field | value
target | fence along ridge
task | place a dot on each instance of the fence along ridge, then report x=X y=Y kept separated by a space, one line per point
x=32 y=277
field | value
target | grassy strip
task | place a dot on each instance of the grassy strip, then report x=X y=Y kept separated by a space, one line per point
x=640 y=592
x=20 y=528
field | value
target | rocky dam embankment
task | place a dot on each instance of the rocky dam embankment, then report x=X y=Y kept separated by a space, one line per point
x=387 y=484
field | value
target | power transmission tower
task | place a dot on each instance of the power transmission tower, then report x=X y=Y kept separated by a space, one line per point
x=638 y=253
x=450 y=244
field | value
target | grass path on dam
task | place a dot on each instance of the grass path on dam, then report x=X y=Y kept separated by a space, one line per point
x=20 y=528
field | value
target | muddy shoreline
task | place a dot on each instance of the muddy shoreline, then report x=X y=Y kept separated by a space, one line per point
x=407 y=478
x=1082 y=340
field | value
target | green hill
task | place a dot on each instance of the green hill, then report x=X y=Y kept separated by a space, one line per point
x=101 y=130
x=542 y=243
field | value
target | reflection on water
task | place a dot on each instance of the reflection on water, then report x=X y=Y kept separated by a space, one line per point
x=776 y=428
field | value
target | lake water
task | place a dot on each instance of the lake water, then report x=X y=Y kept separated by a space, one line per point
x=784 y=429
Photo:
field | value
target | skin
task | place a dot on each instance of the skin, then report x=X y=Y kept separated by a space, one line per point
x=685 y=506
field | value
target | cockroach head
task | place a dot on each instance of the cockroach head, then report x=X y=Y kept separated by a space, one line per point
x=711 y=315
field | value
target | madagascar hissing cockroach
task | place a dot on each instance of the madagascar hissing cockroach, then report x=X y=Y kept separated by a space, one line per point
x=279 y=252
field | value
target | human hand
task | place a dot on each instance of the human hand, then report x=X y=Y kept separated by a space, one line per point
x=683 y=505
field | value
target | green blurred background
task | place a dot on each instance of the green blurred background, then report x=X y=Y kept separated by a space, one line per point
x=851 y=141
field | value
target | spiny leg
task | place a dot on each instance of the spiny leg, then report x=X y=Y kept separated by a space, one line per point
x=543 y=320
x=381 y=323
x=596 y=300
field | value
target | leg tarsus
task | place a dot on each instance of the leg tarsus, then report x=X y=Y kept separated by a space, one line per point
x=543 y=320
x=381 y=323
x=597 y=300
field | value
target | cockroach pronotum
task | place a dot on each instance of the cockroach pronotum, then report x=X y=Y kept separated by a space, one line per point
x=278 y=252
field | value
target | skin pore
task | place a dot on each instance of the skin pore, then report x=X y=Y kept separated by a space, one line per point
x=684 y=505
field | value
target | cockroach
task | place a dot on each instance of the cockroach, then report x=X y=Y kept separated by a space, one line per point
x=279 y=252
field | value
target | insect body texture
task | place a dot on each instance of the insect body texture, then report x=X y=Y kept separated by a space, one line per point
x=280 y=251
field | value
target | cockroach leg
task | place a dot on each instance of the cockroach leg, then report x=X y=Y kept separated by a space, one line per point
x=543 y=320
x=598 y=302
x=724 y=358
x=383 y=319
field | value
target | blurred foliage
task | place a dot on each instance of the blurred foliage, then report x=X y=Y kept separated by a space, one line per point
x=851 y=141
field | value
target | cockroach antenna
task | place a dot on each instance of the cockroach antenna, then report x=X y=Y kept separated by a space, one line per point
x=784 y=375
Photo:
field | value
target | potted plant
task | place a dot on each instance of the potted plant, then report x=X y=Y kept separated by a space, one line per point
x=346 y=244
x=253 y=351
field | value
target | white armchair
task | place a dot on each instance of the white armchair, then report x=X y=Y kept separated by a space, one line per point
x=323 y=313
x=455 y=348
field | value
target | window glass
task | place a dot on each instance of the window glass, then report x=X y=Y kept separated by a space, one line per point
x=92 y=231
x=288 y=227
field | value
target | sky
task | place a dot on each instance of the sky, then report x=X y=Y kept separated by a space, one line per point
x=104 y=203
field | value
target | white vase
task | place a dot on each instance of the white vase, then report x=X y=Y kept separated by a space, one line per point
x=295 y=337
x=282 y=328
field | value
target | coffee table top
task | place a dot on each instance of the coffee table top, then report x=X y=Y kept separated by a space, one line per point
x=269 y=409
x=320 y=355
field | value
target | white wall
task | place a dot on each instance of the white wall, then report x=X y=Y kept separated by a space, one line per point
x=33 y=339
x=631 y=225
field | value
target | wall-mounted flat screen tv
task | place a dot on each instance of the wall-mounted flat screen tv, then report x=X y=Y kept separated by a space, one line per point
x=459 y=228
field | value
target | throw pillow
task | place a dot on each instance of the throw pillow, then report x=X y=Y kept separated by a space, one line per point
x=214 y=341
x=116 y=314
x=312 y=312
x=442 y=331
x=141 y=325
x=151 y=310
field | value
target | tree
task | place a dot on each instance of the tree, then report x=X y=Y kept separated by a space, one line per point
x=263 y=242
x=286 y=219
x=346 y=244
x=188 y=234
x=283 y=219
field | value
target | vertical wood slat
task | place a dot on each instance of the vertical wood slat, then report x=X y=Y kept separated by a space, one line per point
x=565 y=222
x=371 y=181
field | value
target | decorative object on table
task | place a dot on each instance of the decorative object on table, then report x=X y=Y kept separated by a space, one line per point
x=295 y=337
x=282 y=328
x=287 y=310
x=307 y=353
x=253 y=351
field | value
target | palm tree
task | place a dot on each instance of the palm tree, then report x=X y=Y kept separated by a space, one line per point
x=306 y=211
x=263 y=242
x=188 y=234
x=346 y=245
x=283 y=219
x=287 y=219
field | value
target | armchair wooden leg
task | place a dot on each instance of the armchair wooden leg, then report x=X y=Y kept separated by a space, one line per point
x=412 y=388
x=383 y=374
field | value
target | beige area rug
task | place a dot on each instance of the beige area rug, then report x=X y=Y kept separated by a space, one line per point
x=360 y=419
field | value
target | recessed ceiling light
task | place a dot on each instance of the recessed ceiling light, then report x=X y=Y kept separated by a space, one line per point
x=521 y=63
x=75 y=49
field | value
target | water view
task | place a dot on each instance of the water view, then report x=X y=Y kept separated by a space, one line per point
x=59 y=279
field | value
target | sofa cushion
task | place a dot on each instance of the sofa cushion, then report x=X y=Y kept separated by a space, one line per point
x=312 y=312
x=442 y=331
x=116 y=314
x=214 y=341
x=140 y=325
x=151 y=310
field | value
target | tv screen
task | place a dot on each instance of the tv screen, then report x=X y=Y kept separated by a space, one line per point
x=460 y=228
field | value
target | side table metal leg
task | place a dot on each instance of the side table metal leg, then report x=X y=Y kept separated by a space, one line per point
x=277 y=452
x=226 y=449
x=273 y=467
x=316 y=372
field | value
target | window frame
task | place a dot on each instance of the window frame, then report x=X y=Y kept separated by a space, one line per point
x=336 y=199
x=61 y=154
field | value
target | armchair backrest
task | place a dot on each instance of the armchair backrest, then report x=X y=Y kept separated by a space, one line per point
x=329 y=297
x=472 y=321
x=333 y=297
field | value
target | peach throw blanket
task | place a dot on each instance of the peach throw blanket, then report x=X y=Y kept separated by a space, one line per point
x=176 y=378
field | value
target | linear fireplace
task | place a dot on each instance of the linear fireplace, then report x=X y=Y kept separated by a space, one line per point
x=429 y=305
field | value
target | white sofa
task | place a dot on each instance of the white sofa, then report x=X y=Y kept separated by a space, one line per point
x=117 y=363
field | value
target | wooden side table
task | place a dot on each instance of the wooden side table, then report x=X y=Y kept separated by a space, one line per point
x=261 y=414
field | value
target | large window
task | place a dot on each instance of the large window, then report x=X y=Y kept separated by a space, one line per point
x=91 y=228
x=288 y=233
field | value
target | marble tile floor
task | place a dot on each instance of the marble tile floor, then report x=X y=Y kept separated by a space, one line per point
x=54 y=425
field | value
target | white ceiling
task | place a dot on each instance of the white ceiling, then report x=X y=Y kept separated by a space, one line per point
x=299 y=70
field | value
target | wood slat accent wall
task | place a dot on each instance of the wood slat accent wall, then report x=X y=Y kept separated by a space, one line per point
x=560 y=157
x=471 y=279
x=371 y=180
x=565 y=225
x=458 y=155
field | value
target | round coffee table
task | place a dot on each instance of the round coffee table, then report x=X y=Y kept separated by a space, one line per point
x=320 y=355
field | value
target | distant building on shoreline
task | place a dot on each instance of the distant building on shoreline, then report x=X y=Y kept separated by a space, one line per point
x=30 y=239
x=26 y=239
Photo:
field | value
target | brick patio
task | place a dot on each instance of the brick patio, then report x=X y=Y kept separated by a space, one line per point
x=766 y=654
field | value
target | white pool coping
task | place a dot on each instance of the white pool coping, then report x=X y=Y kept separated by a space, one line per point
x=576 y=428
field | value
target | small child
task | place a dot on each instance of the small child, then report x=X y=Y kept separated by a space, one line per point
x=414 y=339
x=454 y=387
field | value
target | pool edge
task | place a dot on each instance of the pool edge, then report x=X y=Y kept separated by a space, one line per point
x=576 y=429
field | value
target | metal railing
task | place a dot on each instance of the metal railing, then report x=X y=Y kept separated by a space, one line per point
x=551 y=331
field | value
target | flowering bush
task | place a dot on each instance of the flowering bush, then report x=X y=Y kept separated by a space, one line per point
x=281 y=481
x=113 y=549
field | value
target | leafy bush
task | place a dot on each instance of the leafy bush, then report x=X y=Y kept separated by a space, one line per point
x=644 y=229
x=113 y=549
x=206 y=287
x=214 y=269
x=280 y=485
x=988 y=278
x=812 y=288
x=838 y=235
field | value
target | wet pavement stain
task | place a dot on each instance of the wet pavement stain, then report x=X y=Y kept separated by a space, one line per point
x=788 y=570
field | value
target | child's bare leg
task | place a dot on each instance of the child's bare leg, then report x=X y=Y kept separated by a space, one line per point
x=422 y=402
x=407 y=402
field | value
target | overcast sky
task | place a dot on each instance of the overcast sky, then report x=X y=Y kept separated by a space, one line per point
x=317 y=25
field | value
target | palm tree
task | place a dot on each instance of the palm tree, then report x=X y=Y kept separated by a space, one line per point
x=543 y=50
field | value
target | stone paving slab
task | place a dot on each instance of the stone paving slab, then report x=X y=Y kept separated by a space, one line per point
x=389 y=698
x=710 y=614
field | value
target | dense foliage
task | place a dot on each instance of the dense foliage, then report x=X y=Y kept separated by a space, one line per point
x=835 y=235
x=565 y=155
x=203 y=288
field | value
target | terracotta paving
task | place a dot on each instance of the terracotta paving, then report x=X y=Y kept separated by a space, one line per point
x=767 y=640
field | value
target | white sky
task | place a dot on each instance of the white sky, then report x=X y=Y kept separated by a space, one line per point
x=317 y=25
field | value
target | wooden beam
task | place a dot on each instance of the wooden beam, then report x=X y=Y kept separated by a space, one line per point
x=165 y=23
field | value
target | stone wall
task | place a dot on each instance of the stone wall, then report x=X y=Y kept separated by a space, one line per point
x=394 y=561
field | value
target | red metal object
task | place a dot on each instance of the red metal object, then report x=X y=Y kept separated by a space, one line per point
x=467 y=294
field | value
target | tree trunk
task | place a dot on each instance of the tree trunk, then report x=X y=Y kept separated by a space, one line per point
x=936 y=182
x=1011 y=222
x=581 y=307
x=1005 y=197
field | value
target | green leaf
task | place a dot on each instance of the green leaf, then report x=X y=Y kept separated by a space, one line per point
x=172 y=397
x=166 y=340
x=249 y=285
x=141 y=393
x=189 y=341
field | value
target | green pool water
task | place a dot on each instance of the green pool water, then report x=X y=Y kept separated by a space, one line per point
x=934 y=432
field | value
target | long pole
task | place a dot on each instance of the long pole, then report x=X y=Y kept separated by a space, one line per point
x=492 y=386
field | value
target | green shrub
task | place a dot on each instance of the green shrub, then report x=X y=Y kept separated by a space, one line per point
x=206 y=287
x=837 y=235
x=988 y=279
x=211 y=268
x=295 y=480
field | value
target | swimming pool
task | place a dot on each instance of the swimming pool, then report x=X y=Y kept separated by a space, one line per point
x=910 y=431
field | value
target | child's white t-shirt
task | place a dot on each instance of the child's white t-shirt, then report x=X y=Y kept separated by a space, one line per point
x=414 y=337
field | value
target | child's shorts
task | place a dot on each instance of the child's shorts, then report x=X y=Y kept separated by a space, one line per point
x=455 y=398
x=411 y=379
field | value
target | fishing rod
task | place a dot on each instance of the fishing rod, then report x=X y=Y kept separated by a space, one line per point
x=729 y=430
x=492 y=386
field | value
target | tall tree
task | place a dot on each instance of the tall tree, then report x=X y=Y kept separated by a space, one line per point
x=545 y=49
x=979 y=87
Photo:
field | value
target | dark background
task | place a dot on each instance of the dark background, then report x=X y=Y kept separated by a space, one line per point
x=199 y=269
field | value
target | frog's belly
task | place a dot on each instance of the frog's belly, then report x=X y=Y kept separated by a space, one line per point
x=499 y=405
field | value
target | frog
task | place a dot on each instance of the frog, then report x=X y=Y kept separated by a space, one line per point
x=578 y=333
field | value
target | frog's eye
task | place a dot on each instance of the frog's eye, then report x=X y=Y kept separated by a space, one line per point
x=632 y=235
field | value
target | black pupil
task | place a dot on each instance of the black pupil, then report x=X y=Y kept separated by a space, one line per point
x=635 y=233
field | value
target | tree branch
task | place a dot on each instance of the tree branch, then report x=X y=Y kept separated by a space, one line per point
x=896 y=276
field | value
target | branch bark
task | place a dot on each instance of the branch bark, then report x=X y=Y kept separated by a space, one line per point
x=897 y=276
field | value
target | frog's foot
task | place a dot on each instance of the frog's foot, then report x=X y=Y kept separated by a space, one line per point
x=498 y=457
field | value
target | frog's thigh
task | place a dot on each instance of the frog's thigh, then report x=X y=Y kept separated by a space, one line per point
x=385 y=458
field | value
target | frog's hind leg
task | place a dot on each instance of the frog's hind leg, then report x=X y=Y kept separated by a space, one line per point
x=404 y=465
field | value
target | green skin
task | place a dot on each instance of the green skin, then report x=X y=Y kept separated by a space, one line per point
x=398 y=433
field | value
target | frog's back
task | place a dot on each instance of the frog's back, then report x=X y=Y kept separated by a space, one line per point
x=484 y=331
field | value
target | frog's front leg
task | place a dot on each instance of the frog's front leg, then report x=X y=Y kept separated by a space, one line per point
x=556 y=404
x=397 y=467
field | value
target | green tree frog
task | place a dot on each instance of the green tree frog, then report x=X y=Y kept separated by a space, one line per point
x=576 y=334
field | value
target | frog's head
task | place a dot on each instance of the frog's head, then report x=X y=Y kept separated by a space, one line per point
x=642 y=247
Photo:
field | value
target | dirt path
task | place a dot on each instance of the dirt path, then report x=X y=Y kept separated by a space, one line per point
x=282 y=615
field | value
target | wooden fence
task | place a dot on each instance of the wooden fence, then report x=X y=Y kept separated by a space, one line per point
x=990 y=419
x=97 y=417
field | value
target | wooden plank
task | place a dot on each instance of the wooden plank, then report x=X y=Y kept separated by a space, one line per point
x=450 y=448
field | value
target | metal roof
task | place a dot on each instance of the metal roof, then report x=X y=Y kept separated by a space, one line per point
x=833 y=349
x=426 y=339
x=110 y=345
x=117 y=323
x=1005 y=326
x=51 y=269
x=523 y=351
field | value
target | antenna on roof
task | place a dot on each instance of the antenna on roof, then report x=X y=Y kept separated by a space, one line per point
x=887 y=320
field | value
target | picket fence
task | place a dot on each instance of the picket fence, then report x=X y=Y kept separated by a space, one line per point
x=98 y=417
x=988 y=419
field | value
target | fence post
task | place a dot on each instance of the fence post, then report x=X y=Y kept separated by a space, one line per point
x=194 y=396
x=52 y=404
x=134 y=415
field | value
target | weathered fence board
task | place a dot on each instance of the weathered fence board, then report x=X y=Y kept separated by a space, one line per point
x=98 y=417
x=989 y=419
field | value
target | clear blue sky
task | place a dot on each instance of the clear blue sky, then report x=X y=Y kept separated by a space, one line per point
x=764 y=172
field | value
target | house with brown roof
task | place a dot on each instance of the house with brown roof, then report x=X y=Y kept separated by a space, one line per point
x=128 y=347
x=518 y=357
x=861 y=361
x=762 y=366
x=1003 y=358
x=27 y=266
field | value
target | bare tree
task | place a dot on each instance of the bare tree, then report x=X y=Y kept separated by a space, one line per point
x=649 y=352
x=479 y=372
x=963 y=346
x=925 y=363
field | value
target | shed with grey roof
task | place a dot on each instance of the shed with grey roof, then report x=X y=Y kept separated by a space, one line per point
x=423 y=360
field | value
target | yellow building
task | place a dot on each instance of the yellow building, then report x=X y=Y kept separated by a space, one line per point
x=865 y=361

○ ○ ○

Exercise:
How many lines in the rows above contain the string "antenna"? Case counts. Reply with the number alone.

Reply to the exercise:
4